### [Set exercise]
Put the stretch from the line containing "Expected: one point per instance of the black jacket, each" through the end of the listing into a numbered list, leaving out blank lines.
<<<<
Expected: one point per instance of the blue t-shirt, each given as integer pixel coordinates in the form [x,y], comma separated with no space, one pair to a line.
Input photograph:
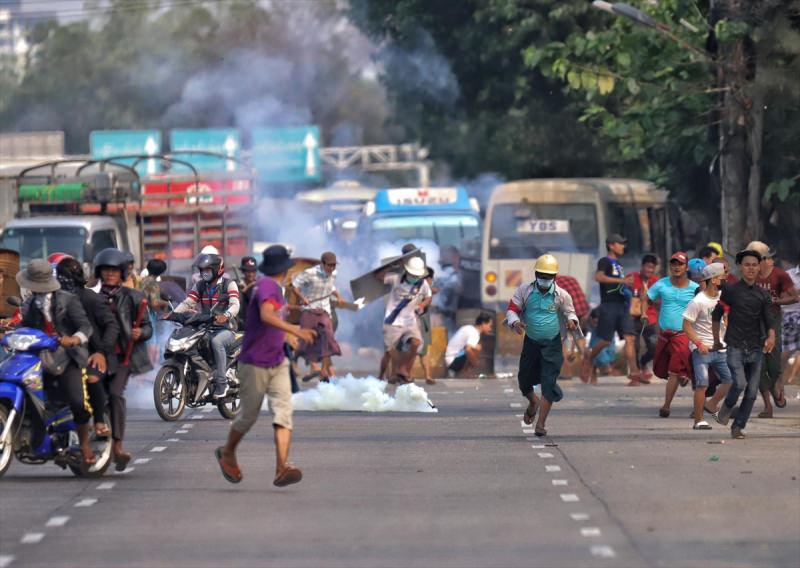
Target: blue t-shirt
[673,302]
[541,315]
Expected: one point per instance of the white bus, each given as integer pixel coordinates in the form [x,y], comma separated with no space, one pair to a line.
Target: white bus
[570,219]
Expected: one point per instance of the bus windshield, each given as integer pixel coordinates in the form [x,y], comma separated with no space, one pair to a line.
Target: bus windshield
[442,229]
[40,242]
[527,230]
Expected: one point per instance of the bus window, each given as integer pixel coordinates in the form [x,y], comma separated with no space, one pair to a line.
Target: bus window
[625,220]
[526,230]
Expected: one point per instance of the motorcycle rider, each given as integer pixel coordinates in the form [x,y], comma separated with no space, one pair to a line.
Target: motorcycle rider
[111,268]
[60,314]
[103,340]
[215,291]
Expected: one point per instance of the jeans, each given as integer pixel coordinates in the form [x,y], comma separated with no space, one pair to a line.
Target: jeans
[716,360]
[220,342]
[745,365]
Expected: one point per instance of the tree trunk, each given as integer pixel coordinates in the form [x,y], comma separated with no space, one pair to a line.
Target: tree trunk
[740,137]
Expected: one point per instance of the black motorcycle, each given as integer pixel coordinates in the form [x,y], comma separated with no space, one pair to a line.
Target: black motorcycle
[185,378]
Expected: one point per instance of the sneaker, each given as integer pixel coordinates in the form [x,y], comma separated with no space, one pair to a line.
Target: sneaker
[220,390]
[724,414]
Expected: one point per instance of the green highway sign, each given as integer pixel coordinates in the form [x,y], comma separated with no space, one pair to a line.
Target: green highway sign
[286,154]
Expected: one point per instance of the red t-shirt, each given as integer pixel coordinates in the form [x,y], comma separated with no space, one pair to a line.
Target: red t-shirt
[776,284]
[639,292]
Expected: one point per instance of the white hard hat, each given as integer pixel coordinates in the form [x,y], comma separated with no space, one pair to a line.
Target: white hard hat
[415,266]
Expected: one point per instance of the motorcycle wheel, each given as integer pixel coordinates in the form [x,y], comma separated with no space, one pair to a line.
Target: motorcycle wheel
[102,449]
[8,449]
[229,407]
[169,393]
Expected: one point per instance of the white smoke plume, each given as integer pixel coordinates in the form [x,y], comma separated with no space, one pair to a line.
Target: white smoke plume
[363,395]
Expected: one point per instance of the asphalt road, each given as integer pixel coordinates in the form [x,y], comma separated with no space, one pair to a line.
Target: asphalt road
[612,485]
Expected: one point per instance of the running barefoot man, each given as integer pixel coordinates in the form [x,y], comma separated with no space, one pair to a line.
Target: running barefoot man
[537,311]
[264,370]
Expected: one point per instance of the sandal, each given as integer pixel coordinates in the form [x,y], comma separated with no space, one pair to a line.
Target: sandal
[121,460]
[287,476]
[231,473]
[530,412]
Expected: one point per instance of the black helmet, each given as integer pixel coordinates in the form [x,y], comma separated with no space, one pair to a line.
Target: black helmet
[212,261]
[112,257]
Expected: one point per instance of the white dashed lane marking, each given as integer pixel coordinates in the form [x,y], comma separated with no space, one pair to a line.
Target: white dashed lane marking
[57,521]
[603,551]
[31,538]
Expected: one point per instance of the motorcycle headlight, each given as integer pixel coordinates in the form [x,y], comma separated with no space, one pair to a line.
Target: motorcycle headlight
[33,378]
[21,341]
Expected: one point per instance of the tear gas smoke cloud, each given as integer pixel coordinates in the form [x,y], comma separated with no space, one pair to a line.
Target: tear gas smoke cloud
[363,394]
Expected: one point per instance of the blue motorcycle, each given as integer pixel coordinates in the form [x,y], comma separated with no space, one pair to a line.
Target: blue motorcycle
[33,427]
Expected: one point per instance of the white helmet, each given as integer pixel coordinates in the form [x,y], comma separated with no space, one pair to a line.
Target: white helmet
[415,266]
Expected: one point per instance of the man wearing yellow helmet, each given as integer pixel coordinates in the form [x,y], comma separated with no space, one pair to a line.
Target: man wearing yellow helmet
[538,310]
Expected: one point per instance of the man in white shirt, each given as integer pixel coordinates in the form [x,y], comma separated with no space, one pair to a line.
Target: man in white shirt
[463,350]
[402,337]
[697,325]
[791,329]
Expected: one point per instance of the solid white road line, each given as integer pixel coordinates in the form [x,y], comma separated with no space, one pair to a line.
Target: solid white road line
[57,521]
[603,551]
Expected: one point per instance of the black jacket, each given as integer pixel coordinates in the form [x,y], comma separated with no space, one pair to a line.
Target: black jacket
>>>>
### [Solution to this exercise]
1. Expected: one point per instance of the black jacket, each given as integer pixel coordinates in the form [x,y], comma separated with no space, one pair to a line.
2. Target: black jacket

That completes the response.